* **DIRECTIONS**
For this exercise, reproduce the entries below exactly, but only from the line containing "positive clicks: (183, 595)" through the line containing "568L212 534L175 542L147", both included.

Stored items
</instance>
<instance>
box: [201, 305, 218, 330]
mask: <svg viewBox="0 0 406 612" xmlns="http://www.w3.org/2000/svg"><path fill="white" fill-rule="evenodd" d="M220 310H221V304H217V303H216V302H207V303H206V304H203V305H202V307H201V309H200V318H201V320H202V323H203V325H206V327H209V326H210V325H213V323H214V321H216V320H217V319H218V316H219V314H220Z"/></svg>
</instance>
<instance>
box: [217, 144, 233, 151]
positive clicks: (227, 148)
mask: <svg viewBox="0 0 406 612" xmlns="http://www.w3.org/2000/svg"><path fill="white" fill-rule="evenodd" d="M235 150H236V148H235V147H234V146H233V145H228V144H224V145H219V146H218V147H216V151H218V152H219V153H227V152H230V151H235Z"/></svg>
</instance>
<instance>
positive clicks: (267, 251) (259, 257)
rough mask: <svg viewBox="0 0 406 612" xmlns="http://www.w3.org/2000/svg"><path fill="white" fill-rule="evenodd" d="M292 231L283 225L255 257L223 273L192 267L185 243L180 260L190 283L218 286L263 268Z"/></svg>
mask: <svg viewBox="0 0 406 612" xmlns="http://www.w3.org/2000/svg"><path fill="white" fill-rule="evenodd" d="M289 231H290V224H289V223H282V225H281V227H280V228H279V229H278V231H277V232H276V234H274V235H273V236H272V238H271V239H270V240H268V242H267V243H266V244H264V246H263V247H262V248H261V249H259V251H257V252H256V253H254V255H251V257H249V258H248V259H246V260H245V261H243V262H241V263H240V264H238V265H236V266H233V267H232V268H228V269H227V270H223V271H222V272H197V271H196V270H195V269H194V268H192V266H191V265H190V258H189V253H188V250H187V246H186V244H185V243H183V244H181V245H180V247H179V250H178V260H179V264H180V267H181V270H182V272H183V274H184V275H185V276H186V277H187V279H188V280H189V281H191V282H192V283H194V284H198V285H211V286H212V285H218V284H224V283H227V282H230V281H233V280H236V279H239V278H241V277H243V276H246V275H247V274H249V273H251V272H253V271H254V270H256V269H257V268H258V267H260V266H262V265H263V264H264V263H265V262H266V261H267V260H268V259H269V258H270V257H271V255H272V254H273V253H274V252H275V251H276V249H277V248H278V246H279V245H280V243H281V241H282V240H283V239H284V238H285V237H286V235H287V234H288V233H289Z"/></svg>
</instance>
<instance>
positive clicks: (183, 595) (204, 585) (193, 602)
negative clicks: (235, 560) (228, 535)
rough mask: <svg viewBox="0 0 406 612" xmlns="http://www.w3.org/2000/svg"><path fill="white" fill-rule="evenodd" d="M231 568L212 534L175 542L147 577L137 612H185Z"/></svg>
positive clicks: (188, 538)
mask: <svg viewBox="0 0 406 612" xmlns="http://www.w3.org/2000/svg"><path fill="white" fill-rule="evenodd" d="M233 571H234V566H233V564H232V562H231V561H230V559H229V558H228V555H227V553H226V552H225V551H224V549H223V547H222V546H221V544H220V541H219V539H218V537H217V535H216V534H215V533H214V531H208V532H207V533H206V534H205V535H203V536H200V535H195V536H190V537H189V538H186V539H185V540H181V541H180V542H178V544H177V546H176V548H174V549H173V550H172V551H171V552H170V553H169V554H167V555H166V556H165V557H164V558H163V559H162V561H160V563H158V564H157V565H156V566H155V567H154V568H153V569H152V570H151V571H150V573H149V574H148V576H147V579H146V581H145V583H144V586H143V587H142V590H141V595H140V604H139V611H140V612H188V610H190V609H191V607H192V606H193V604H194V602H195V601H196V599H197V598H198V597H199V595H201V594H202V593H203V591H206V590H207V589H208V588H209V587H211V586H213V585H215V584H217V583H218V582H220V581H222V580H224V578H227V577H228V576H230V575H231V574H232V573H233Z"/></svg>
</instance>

* **COMPLETED EXERCISE**
positive clicks: (183, 595) (204, 585) (193, 602)
negative clicks: (235, 560) (228, 535)
rough mask: <svg viewBox="0 0 406 612" xmlns="http://www.w3.org/2000/svg"><path fill="white" fill-rule="evenodd" d="M231 568L212 534L175 542L147 577L137 612H185Z"/></svg>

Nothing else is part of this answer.